Такие школы, безусловно, есть, например, СПбГУ, МГУ, ГУВШЭ, ИСРАН, ИСПИРАН, в Поволжье, Сибири, на Урале. Наиболее мощные исследовательские социологические центры сосредоточены сейчас, естественно, в академических институтах и ГУВШЭ. Наиболее отчетливо выражена и мне ближе других социальная антропология СПбГУ и СГТУ. Ярче всего эти школы представлены в издаваемых журналах, крупных монографиях и учебных комплексах по итогам исследовательских проектов. Несмотря на географическую отдаленность, социологи многих региональных университетов демонстрируют профессионализм, включенность в мировое сообщество, ратуют за систему горизонтальных связей. Региональные центры без помощи центра находят зарубежных партнеров, обмениваются студентами, преподавателями, программами, ищут источники финансирования. Итог—внедрение курсов, соответствующих мировым образовательным стандартам. Однако опыт российских социологических исследований должен становиться еще более доступным. Социология уже получает обновленное содержание, так как всюду, где ранее имелись переименованные кафедры, она быта лишь сгыдливыш названием научного коммунизма.

— Насколько изменилась ситуация в российской социологии в конце 1990-х гг.?

Вроде бы социология в России испытывает ощутимый подъем: кроме разнообразных специализированных кафедр и советов по защитам диссертаций открылись социологические факультеты во многих региональных университетах, но выпускники ищут работу часто на стороне, ситуация напоминает мне выпуски

специалистов и магистров социальной работы. Устраиваются неплохо, но не всегда по прямому назначению. Лучше всего устраиваются в системе рекламы и маркетинге, в рыночных управленческих структурах, уходят в бизнес. Идут в аспирантуру, остаются преподавать совсем немногие, не очень-то престижна зарплата в вузе. Социологам нужна свобода научных суждений, но пока мало тем по критике неравенства, отчуждения, произвола, бюрократии, социальной аномии, нарушению прав человека, вездесущему расизму. Если же берутся за острые вопросы, то никто не гарантирует, что не найдется доброхот, желающий подвергнуть нежелательную тематику цензуре, диктату, остракизму.

— Как Вы оцениваете уровень современного социологического и антропологического образования за рубежом и в России?

ВЫДЕРЖКИ ИЗ ДАННЫХ:
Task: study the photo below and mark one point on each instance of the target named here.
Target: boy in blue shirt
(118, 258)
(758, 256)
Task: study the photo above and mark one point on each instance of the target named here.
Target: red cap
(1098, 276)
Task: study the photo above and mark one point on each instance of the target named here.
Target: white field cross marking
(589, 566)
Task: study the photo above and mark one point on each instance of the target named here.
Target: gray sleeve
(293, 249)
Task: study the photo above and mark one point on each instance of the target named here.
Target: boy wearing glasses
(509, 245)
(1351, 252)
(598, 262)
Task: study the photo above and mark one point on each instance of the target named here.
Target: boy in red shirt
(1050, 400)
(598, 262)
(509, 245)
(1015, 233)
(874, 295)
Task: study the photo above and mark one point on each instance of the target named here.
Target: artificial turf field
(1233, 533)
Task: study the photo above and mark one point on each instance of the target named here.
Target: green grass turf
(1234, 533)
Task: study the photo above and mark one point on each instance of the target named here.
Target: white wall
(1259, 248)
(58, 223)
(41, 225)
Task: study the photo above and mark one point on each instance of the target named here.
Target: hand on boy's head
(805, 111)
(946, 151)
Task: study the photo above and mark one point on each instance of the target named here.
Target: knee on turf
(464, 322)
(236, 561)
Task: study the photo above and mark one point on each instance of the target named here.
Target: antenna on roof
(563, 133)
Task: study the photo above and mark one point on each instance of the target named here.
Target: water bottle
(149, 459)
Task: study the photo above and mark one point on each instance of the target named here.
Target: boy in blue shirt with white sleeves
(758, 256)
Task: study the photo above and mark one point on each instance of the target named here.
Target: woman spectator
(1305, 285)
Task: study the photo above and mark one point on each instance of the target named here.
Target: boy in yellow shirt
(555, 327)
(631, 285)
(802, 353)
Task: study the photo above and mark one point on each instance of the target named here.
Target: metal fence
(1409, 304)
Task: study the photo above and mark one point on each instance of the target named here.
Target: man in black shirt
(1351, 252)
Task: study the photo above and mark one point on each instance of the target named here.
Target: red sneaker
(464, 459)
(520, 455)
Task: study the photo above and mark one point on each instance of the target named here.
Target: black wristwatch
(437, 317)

ОБ УПРАЖНЕНИИ:
Верните без изменений часть фрагмента о российской социологии, начиная со слов «специалистов и магистров» и заканчивая словами «и в России?». Пункты представляют собой самостоятельный материал.

РЕШЁННАЯ ЗАДАЧА:
специалистов и магистров социальной работы. Устраиваются неплохо, но не всегда по прямому назначению. Лучше всего устраиваются в системе рекламы и маркетинге, в рыночных управленческих структурах, уходят в бизнес. Идут в аспирантуру, остаются преподавать совсем немногие, не очень-то престижна зарплата в вузе. Социологам нужна свобода научных суждений, но пока мало тем по критике неравенства, отчуждения, произвола, бюрократии, социальной аномии, нарушению прав человека, вездесущему расизму. Если же берутся за острые вопросы, то никто не гарантирует, что не найдется доброхот, желающий подвергнуть нежелательную тематику цензуре, диктату, остракизму.

— Как Вы оцениваете уровень современного социологического и антропологического образования за рубежом и в России?